*Document text*.
^^^^
President Joe Biden was expected to announce Monday that the United States has killed Al-Qaeda chief Ayman al-Zawahiri, one of the world's most wanted terrorists and suspected mastermind of the September 11, 2001 attacks.
The New York Times, Washington Post and CNN were among outlets reporting that Zawahiri was the target of what the White House announced was a "successful" operation against a top-level target in Afghanistan.
Biden was to deliver a televised address on the operation at 2330 GMT.
Zawahiri, an Egyptian surgeon who grew up in a comfortable Cairo household before turning to violent radicalism, had been on the run for 20 years since the 9/11 attacks that killed nearly 3,000 people in the United States.
He took over Al-Qaeda after Osama bin Laden was killed by US special forces in Pakistan in 2011, and had a $25 million US bounty on his head.
A senior US official said the US had carried out a "successful" operation against a "significant" Al-Qaeda target in Afghanistan over the weekend.
It would be the first known over-the-horizon strike by the United States on an Al-Qaeda target in Afghanistan since American forces withdrew from the country on August 31, 2021.
US officials did not clarify where in Afghanistan the strike took place.
On Saturday morning the Afghan interior ministry denied reports circulating on social media of a drone strike in Kabul, telling AFP a rocket struck "an empty house" in the capital, causing no casualties.
Early Tuesday in Kabul, however, Taliban spokesman Zabihullah Mujahid tweeted that an "aerial attack" was carried out on a residence in the Sherpur area of the city.
"The nature of the incident was not revealed at first. The security and intelligence agencies of the Islamic Emirate investigated the incident and found in their preliminary investigations that the attack was carried out by American drones," his tweet said.
In recent months the Taliban have largely barred media from covering the aftermath of security incidents and frequently deny or downplay any casualties.
^^^^
*Extracted entries*.

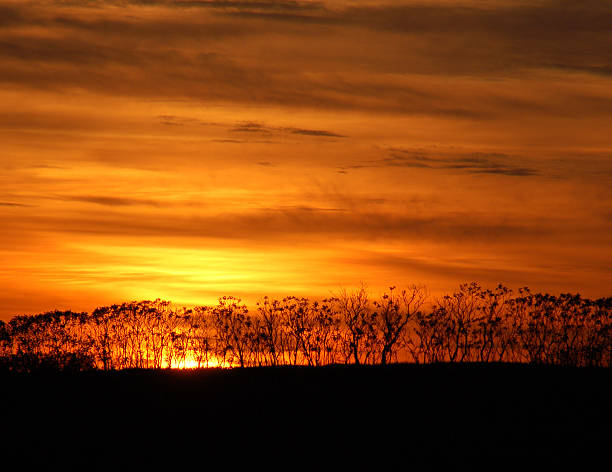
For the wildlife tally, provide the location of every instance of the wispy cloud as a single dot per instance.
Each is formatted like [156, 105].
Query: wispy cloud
[474, 162]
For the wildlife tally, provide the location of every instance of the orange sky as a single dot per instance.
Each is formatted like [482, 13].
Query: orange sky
[188, 150]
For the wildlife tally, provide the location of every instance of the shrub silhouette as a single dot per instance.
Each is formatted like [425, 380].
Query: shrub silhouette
[473, 324]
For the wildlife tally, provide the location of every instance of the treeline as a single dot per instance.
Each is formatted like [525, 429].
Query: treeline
[473, 324]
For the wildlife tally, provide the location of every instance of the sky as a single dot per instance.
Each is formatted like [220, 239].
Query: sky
[187, 150]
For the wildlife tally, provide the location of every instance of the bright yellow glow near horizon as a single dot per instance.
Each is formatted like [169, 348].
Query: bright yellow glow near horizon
[187, 152]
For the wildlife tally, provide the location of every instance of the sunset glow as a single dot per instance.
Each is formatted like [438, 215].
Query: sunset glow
[189, 150]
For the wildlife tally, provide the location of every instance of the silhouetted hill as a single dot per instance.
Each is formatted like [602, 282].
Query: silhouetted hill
[299, 415]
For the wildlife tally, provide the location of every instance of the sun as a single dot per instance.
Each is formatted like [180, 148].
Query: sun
[190, 362]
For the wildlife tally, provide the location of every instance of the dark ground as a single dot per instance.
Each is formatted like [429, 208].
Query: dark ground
[297, 417]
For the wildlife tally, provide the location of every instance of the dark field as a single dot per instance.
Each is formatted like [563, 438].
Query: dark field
[383, 416]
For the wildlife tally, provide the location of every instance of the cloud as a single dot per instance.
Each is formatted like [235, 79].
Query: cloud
[369, 57]
[13, 204]
[474, 162]
[302, 222]
[256, 127]
[110, 201]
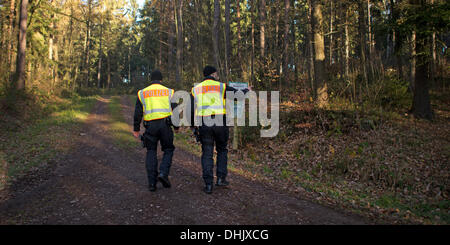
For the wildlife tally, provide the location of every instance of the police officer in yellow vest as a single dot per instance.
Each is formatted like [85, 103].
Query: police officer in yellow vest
[153, 104]
[208, 100]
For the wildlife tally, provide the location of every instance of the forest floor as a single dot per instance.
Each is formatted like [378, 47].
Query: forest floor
[96, 175]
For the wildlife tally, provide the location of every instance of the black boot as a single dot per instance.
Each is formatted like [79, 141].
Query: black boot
[152, 187]
[222, 182]
[164, 180]
[208, 189]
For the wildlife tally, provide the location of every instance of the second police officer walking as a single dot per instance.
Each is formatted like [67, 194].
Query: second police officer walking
[154, 105]
[208, 99]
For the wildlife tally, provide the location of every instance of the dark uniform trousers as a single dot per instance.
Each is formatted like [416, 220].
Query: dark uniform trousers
[158, 130]
[210, 135]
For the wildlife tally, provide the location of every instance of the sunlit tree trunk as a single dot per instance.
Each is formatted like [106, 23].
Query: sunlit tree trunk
[319, 55]
[20, 75]
[215, 34]
[421, 107]
[310, 49]
[287, 7]
[262, 14]
[179, 31]
[227, 40]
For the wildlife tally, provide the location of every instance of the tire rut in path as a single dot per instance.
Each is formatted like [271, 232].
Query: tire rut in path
[99, 183]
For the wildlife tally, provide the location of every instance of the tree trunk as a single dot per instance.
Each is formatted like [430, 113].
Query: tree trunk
[86, 69]
[262, 14]
[161, 21]
[252, 68]
[179, 30]
[238, 51]
[362, 45]
[171, 16]
[20, 75]
[347, 45]
[227, 40]
[100, 52]
[413, 62]
[421, 107]
[331, 32]
[319, 55]
[287, 7]
[108, 67]
[215, 34]
[310, 51]
[10, 33]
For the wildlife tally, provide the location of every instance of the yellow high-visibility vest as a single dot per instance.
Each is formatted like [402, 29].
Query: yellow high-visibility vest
[155, 100]
[209, 98]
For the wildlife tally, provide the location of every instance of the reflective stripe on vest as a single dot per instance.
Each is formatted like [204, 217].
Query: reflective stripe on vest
[209, 98]
[155, 101]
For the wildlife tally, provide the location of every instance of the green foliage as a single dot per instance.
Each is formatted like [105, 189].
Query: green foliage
[119, 128]
[42, 141]
[391, 93]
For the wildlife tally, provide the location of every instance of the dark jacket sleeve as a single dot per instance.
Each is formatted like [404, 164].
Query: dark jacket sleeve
[138, 114]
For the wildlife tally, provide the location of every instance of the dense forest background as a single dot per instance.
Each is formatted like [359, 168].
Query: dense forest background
[386, 52]
[364, 85]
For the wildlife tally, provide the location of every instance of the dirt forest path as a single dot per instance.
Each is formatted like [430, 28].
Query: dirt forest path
[98, 183]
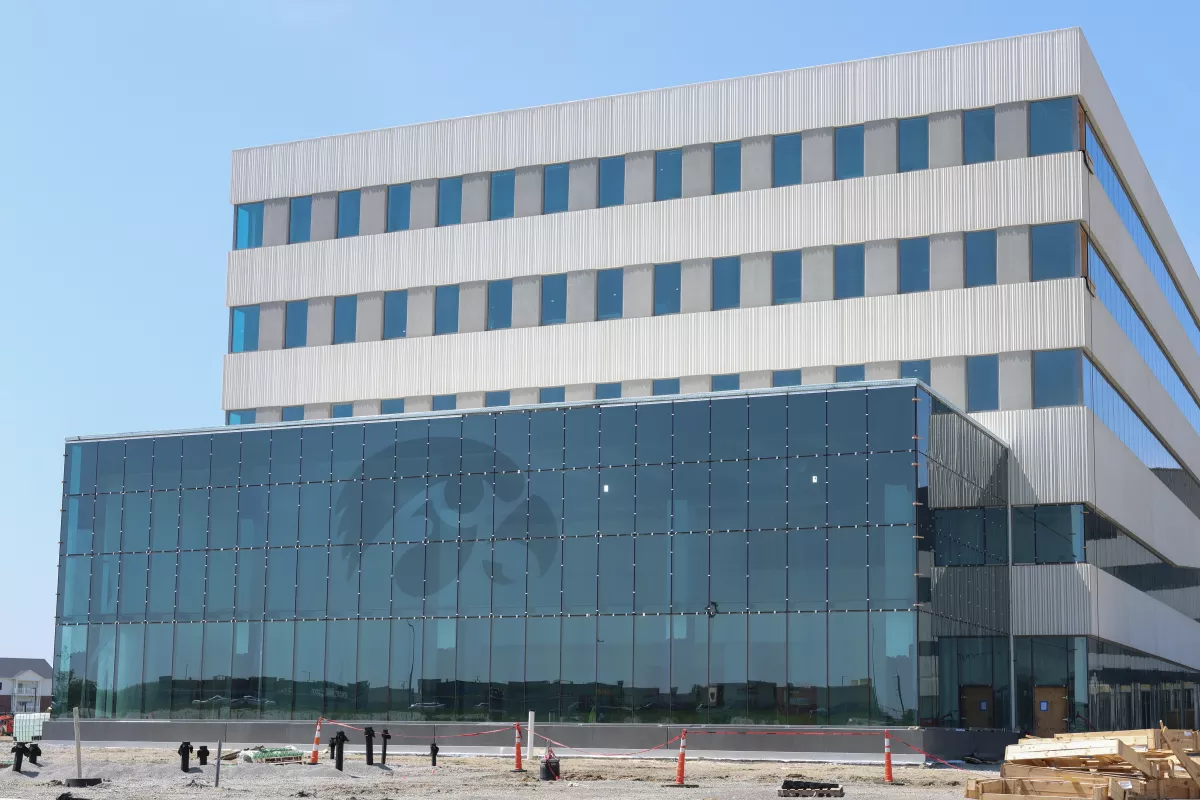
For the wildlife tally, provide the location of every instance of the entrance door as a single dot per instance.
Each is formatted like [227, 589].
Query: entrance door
[1049, 710]
[976, 707]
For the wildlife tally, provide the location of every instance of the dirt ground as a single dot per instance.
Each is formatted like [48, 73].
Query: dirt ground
[137, 774]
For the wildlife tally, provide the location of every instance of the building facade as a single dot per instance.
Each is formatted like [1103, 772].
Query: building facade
[973, 222]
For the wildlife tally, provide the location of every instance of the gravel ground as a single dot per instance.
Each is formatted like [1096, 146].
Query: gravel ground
[147, 774]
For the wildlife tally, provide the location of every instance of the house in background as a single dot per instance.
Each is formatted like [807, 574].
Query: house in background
[25, 685]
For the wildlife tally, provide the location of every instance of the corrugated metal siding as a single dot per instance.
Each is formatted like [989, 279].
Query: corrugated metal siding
[1025, 191]
[965, 322]
[1051, 457]
[967, 76]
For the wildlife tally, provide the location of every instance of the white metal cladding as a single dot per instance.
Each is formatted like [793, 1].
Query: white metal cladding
[895, 328]
[1050, 452]
[969, 76]
[1024, 191]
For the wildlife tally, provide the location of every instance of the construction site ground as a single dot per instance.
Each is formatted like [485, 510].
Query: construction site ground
[143, 774]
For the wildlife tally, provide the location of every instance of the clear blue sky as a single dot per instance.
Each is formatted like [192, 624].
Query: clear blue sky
[119, 118]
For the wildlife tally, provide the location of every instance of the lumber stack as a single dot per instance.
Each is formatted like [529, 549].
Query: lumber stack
[1151, 764]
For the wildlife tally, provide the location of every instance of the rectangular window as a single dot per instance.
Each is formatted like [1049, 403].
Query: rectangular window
[667, 174]
[785, 277]
[445, 311]
[503, 202]
[1057, 378]
[1054, 251]
[395, 314]
[913, 144]
[981, 258]
[726, 167]
[786, 160]
[666, 386]
[849, 271]
[299, 220]
[612, 181]
[449, 202]
[849, 152]
[399, 202]
[666, 289]
[346, 318]
[556, 181]
[913, 265]
[553, 300]
[295, 324]
[348, 214]
[249, 226]
[1053, 126]
[244, 329]
[983, 383]
[979, 136]
[499, 305]
[726, 282]
[610, 293]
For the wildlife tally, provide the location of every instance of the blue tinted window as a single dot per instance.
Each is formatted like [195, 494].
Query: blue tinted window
[244, 329]
[667, 174]
[1054, 251]
[553, 300]
[449, 200]
[346, 317]
[612, 181]
[1057, 378]
[556, 187]
[983, 383]
[300, 220]
[503, 200]
[445, 311]
[348, 214]
[786, 160]
[499, 305]
[913, 144]
[978, 136]
[785, 378]
[849, 152]
[666, 289]
[918, 370]
[726, 167]
[610, 293]
[849, 271]
[726, 282]
[295, 324]
[785, 277]
[240, 417]
[913, 265]
[850, 373]
[395, 314]
[1053, 126]
[399, 203]
[250, 226]
[981, 258]
[666, 386]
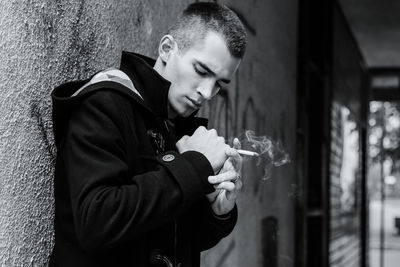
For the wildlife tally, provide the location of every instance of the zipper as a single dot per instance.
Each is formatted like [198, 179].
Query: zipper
[175, 240]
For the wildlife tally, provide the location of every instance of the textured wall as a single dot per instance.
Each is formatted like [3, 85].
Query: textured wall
[262, 98]
[44, 43]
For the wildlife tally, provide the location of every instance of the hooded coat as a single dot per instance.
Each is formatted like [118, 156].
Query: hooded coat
[124, 196]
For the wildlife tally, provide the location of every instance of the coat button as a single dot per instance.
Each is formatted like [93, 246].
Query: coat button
[168, 157]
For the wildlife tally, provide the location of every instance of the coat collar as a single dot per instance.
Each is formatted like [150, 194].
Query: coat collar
[151, 85]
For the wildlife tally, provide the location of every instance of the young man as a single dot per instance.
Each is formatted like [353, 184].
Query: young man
[139, 180]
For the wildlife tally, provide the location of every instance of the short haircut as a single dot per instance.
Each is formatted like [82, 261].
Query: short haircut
[199, 18]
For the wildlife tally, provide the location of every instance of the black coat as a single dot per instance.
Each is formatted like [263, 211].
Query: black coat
[123, 193]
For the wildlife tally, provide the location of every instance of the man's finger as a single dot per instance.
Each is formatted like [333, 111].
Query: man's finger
[236, 143]
[222, 177]
[228, 186]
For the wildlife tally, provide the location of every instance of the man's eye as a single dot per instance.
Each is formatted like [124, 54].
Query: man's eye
[200, 72]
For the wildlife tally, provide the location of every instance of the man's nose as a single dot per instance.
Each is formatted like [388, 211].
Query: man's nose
[206, 90]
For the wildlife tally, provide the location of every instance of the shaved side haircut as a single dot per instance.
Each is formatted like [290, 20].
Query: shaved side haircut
[200, 18]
^^^^
*Task objective*. List every news organization named in the article on the strike against Ayman al-Zawahiri.

*Solution*.
The New York Times
The Washington Post
CNN
AFP